(Your goal):
Extract each line of the material that contains the word "tight".
** Opening Data to process block **
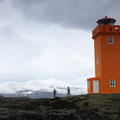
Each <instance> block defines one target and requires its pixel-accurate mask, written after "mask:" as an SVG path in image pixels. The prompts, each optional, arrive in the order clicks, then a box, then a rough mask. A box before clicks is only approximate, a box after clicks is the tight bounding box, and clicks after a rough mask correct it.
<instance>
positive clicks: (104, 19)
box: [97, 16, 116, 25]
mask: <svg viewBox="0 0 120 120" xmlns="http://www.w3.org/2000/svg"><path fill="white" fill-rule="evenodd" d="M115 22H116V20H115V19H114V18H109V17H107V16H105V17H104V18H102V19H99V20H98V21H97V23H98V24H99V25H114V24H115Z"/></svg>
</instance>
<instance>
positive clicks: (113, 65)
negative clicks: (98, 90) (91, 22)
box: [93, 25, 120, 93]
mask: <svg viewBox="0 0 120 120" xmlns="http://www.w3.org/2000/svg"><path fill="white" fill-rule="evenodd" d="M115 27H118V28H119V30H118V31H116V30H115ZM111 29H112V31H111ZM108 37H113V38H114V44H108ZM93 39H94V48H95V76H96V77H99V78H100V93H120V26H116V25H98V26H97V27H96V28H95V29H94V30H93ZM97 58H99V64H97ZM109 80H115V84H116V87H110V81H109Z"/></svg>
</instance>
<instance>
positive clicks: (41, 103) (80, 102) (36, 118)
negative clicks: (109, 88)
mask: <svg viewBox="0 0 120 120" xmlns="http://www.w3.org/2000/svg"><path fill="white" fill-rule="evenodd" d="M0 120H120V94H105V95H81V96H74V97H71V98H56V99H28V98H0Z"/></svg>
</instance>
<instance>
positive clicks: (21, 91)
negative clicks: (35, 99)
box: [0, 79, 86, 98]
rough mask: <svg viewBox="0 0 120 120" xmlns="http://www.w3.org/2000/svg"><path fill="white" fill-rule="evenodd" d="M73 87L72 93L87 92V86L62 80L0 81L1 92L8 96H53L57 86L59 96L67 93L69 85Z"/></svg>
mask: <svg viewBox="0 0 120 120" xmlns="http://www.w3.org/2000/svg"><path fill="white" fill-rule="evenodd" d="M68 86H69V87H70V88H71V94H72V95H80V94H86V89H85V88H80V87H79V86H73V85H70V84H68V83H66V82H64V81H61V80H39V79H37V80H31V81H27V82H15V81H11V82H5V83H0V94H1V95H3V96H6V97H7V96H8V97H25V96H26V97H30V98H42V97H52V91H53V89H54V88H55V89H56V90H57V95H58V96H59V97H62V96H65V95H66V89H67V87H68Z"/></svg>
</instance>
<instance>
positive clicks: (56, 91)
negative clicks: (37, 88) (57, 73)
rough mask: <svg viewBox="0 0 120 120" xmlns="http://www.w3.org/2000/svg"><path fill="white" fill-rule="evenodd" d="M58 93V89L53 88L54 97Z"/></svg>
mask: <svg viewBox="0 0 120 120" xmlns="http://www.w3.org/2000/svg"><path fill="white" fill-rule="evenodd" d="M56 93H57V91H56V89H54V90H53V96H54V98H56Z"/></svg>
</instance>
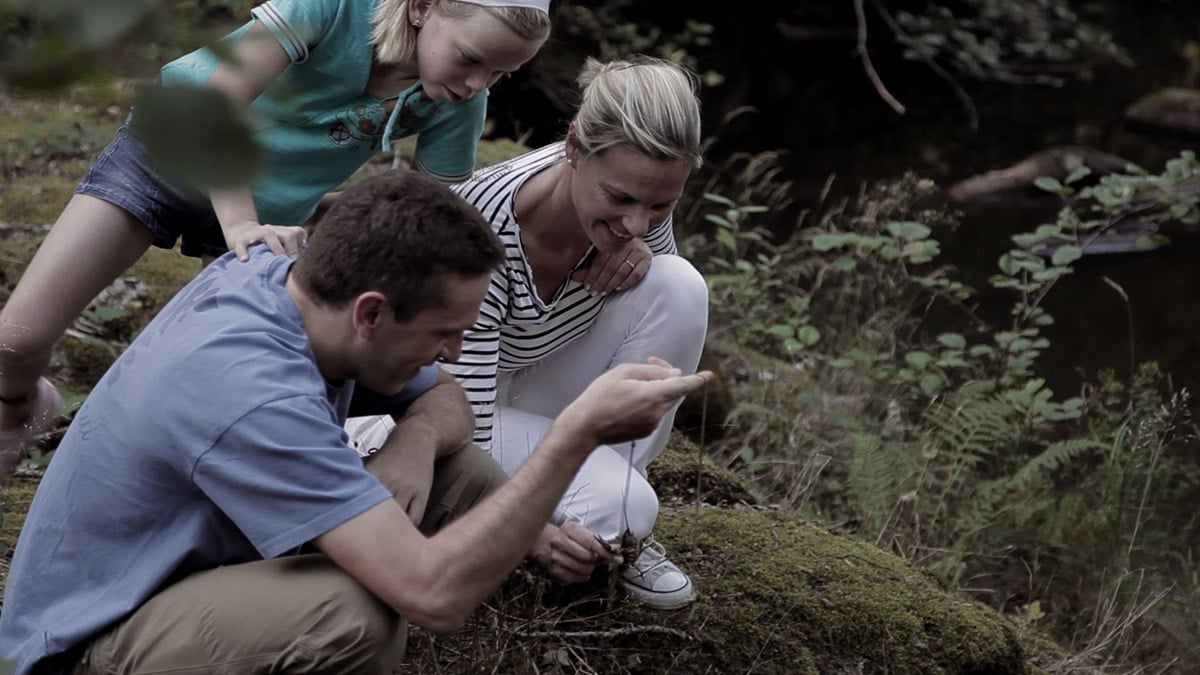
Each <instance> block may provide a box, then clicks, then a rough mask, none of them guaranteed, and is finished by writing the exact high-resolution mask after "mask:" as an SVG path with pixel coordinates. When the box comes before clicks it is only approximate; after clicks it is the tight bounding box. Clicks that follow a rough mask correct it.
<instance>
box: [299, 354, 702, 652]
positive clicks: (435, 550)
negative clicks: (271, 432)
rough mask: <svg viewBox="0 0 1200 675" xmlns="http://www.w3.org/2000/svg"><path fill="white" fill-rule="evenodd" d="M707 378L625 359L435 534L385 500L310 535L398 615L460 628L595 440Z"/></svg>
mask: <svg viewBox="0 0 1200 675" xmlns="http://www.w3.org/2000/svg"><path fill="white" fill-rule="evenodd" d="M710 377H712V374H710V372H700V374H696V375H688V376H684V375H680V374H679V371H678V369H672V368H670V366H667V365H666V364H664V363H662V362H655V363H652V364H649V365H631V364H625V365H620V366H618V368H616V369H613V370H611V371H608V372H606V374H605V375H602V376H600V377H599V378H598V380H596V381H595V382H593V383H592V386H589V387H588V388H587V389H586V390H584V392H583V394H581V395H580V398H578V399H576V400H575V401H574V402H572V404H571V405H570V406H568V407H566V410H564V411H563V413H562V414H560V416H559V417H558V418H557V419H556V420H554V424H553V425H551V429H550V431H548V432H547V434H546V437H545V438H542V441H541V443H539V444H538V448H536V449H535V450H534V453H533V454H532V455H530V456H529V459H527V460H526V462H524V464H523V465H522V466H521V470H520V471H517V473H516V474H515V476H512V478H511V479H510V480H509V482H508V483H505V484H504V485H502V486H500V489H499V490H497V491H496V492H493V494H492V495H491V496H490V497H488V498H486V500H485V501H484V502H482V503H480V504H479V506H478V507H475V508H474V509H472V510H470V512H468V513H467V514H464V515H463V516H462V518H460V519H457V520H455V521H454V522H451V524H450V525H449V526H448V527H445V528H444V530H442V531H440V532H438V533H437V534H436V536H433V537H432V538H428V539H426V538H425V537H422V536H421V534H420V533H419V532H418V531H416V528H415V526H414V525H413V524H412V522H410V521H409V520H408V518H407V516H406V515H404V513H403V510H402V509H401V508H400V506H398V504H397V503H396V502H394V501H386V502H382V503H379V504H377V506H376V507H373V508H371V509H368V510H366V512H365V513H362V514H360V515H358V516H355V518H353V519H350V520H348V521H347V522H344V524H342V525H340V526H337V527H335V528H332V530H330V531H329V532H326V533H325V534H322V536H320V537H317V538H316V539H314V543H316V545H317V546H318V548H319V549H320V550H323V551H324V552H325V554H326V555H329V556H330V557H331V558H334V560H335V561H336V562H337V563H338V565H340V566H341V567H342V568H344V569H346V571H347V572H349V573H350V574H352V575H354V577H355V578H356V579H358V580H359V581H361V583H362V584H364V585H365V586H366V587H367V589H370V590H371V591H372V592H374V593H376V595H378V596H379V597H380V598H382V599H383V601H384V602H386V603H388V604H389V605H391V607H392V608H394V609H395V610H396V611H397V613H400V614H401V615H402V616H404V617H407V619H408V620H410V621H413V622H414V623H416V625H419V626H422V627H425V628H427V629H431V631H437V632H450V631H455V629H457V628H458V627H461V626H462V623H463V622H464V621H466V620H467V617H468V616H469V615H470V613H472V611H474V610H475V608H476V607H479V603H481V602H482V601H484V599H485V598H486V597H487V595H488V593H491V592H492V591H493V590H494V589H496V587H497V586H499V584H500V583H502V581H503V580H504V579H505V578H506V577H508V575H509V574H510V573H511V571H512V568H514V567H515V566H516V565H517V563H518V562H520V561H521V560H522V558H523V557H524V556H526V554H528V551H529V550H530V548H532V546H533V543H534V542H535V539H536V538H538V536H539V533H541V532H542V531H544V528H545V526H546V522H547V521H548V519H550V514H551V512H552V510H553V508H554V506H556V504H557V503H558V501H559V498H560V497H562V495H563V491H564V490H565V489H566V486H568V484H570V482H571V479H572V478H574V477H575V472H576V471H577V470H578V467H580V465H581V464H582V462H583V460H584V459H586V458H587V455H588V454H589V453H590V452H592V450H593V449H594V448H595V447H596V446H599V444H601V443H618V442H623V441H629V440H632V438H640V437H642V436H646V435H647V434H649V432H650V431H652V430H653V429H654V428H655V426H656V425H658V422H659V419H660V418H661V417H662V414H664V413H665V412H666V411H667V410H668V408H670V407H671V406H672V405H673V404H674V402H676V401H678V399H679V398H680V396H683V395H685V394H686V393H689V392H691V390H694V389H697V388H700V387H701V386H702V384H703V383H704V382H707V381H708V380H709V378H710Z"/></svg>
** Closing Data to process block **
(Exercise solution):
Each <instance> block defines one target and requires its pixel-accurate mask, written after "mask:" as an SVG path in image pixels. The prompts, each optional, arrive in the order clicks, then a box, then a rough mask. A box before clicks is only approximate, a box after clicks is the tight bounding box, and clicks after a rough mask correct it.
Each <instance> block may provide a box, then clicks, then a rough mask, none of them guaranteed, and is finished by writing the exact high-resolution mask after "mask:" as an SVG path with pixel coordinates. When the box comes before clicks it is only approximate; after clicks it is the tight bounding box. Clicks that follow a rough mask correct it.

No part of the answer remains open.